BEGIN QUOTED PASSAGE

= Julia Kwan =

Canadian film director

Julia Kwan is a Canadian screenwriter, director, and occasional producer of her own short and feature films. She has brought a keen sense of the Chinese-Canadian cultural experience to her films. Several of the films were made in conjunction with the National Film Board of Canada. Her feature films include Eve and the Fire Horse (2005), as well as the feature length documentary film Everything Will Be (2014). She is also known for her short film 10,000 Delusions (1999) which screened at the Vancouver International Film Festival.

== Early life ==
Julia Kwan was raised in Vancouver, British Columbia to Chinese immigrant parents. These childhood experiences would be a strong influence on her feature film Eve and the Fire Horse. Her mother was a garment factory worker, while her father was employed as the head waiter at a Vancouver Chinese restaurant. She studied film at Ryerson Polytechnic University in Toronto, Ontario. Kwan was previously employed as a data entry clerk, and is capable of typing 105 words a minute. As of 2006, Kwan is in remission from cancer. Kwan was born under the Chinese astrological sign of the Fire Horse. Kwan did not start making films until her 20s.

== Career ==
Julia Kwan was a director resident at Norman Jewison's Canadian Film Centre. After beginning her career writing and directing two short films, she made her feature Eve and the Fire Horse (2005). The film was well received, with Variety Magazine declaring it "a finely wrought period piece" and "an exceptional feature debut." Forty percent of the dialogue in Eve and the Fire Horse (2005) is spoken in Kwan's native tongue of Cantonese. The film deals with the issues that arise from the friction between traditional Buddhist beliefs and those of Catholicism for nine year old Eve (Phoebe Kut) growing up in Vancouver. The actress has appeared in three of Kwan's films. The film is "a largely autobiographical tale (of Kwan herself) growing up as a child of immigrants in Vancouver."

She has worked in a diversity of both subjects and genres throughout her filmography. Her short film Surfacing (2015) had Canadian folk musician Sarah McLachlan for a subject. In the film, McLachlan tells anecdotes from both her childhood and professional career, in first person narration. Kwan also made a foray into animation with her short film Blossom (2010). This short experimental film showcases the changing of the seasons, as compared with the growth cycle of a child. Kwan's feature film Everything Will Be (2014) was her exploration of the effects of gentrification in Vancouver Chinatown. In the film, she interviews neighbourhood occupants that represent both the past and the future of the rapidly gentrifying community. The title of the film was inspired by an artistic installation by Martin Creed. As of late 2006, Kwan was writing a treatment of Douglas Coupland's classic novel Generation X.

==Filmography==

| Year | Title | Role |
|---|---|---|
| 1999 | 10,000 Delusions | Writer, director |
| 2001 | Three Sisters On Moon Lake | Writer, director |
| 2005 | Eve and the Fire Horse | Writer, director, Associate Producer |
| 2007 | Smile | Writer, director, producer |
| 2010 | Blossom | Writer, director |
| 2014 | Everything Will Be | Writer, director |
| 2015 | Surfacing | Writer, director |

== Awards and nominations ==
Kwan won several awards for her feature Eve and the Fire Horse. She shared the Claude Jutra Award at the 2006 Genie Awards for that film with filmmaker Stephane Lapointe. He won for his film The Secret Life of Happy People. She also won a Special Jury Prize at the 2006 Sundance Film Festival for Eve and the Fire Horse. At the 2006 Leo Awards, she won awards for Best Direction and Screenwriting for Eve and the Fire Horse. She won the 2001 Charles Israel Screenwriting Prize for the screenplay for Eve and the Fire Horse from the Writers Guild of Canada. In 2005, Kwan won the Best Canadian Film Award for Eve and the Fire Horse at the Vancouver International Film Festival.

END QUOTED PASSAGE
BEGIN SOURCE DATA

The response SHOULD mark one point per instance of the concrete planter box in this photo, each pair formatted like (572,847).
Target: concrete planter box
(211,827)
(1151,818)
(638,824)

END SOURCE DATA

[WORK TO COMPLETE]
**A)** How would you translate this sentence from the article on Julia Kwan into Spanish: "Her mother was a garment factory worker, while her father was employed as the head waiter at a Vancouver Chinese restaurant."
**B)** Output the part of the article on Julia Kwan starting at "Canadian film director" and ending at "screened at the Vancouver International Film Festival.".
**C)** According to the article on Julia Kwan, who is the subject of her short film Surfacing?
You won't need the items for this.

[EXPECTED RESULTS]
**A)** Su madre era trabajadora de una fábrica de ropa, mientras que su padre trabajaba como jefe de camareros en un restaurante chino de Vancouver.

**B)**
Canadian film director

Julia Kwan is a Canadian screenwriter, director, and occasional producer of her own short and feature films. She has brought a keen sense of the Chinese-Canadian cultural experience to her films. Several of the films were made in conjunction with the National Film Board of Canada. Her feature films include Eve and the Fire Horse (2005), as well as the feature length documentary film Everything Will Be (2014). She is also known for her short film 10,000 Delusions (1999) which screened at the Vancouver International Film Festival.

**C)** Canadian folk musician Sarah McLachlan.